→ **PROBLEM TO WORK ON**: Copy exactly the run of lines that begins at the line with "Target: bicycle wheel" and ends at the final line of the entries.

→ **Excerpts of pointing data**:
>>>

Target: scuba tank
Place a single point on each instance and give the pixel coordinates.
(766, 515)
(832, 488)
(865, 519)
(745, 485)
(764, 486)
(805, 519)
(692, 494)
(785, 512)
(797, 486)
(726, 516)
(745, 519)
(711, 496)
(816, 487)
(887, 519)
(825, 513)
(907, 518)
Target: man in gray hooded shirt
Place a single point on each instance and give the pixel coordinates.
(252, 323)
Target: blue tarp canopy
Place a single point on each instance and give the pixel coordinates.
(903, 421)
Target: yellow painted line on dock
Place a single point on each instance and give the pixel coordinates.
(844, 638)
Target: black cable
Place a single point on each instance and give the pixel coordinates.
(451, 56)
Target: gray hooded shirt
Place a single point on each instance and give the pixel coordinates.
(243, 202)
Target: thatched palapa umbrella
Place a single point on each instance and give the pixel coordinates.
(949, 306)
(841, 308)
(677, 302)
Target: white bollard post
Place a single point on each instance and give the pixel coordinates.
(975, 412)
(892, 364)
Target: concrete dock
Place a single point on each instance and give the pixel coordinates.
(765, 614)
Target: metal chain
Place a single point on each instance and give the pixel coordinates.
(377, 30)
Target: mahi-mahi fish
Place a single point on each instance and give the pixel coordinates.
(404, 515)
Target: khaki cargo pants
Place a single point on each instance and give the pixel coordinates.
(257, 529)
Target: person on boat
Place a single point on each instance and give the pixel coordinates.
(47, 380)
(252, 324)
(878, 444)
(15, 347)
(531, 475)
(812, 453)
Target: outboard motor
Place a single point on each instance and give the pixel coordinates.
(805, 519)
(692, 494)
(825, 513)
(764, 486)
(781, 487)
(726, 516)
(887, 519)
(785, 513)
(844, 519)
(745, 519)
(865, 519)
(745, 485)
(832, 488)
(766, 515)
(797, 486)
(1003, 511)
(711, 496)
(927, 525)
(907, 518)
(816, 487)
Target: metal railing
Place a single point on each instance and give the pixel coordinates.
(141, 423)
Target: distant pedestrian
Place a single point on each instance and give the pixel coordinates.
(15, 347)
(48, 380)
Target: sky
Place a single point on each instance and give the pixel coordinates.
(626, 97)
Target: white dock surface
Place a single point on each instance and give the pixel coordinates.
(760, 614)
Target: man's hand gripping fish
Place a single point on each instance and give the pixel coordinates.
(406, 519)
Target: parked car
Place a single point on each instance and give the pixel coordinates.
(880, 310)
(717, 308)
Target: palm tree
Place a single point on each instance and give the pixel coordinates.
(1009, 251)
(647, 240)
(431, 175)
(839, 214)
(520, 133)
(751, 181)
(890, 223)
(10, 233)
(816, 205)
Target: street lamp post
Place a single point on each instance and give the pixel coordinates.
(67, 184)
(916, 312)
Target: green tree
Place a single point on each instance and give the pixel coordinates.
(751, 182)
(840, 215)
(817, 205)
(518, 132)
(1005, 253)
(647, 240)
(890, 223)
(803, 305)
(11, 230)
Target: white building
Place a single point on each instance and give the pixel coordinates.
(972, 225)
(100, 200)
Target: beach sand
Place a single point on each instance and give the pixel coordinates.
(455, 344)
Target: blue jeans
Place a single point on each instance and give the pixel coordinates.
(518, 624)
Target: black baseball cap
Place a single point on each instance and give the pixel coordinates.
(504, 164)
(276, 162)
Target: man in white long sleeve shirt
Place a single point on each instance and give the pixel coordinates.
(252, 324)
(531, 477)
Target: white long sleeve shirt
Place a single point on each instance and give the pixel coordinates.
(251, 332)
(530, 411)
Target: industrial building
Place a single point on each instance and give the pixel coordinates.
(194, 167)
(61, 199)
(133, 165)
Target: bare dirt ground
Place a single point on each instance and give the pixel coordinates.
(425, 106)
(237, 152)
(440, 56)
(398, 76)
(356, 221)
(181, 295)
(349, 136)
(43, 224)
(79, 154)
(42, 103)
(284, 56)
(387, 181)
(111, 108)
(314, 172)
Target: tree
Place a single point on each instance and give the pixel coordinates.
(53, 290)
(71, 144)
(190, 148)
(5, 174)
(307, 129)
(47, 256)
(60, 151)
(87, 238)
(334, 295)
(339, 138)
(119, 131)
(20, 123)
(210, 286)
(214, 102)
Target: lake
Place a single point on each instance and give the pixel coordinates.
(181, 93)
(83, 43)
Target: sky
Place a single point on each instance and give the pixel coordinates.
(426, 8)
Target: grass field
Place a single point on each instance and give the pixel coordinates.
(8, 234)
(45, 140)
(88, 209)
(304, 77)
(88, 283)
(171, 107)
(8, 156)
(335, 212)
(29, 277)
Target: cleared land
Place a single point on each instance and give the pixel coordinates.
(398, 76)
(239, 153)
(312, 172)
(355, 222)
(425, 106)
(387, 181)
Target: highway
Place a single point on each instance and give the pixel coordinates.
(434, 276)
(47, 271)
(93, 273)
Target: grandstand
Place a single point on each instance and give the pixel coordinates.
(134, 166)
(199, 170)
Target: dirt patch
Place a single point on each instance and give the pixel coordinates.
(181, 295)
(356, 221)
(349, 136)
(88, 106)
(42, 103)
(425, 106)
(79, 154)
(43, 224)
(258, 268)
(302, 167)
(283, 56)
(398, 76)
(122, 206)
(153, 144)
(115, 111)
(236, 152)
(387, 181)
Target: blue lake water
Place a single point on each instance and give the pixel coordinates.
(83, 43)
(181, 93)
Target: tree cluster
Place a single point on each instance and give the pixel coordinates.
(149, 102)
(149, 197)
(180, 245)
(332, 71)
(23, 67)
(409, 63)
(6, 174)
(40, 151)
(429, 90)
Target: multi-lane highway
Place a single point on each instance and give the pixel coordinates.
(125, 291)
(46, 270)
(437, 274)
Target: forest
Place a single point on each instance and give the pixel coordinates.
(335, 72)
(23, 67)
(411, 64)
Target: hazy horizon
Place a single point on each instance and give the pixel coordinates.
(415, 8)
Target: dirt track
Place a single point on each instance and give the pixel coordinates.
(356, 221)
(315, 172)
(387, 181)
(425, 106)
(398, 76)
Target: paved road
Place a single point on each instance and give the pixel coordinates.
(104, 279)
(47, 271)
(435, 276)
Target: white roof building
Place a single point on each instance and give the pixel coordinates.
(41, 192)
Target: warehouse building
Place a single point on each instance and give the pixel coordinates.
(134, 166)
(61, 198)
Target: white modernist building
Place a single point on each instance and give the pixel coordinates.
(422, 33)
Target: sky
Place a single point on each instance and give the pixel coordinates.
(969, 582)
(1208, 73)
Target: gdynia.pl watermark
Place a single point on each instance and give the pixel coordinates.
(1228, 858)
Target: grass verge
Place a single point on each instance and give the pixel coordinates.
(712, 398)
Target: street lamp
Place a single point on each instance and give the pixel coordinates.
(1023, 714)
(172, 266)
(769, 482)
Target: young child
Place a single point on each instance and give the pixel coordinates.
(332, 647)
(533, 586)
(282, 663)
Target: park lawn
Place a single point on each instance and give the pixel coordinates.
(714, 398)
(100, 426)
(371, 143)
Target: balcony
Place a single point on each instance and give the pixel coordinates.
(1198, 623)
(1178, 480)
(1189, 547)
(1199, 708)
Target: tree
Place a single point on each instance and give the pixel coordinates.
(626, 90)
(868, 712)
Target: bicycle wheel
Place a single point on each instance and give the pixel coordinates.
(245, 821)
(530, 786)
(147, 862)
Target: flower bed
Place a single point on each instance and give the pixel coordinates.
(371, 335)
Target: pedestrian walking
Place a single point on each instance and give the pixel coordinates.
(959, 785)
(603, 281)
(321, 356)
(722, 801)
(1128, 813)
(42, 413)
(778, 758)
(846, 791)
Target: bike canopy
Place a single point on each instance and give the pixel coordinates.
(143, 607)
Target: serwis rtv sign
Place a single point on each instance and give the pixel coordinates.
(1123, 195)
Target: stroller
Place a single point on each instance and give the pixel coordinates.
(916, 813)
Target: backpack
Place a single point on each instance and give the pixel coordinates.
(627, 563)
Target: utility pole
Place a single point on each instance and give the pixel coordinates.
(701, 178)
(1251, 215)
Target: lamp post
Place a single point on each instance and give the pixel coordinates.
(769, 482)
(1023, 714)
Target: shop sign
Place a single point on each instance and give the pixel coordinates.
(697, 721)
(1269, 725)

<<<

→ **WRITTEN RESPONSE**:
Target: bicycle wheel
Place a single point on each instance and give the pixel coordinates.
(245, 821)
(530, 786)
(147, 862)
Target: flower bed
Place a single point on each instance and give the pixel coordinates.
(371, 335)
Target: pedestrian walking
Place a single point on each instance and give the pixel coordinates.
(959, 785)
(603, 281)
(321, 356)
(722, 801)
(1128, 813)
(42, 413)
(778, 758)
(846, 791)
Target: bike canopy
Place a single point on each instance and give the pixel coordinates.
(143, 607)
Target: serwis rtv sign
Place a single point on each instance and give the pixel coordinates.
(1123, 195)
Target: stroller
Place a single point on each instance and give the pixel coordinates.
(916, 813)
Target: backpack
Place a single point on each instance and give the pixel coordinates.
(627, 563)
Target: utility pole
Place a single point on each instance and give the pixel coordinates.
(701, 178)
(1251, 215)
Target: lamp post
Place a single point on each instance and give the pixel coordinates.
(769, 482)
(1023, 714)
Target: shop sign
Place a single point on each instance and give the pixel coordinates.
(697, 721)
(1269, 725)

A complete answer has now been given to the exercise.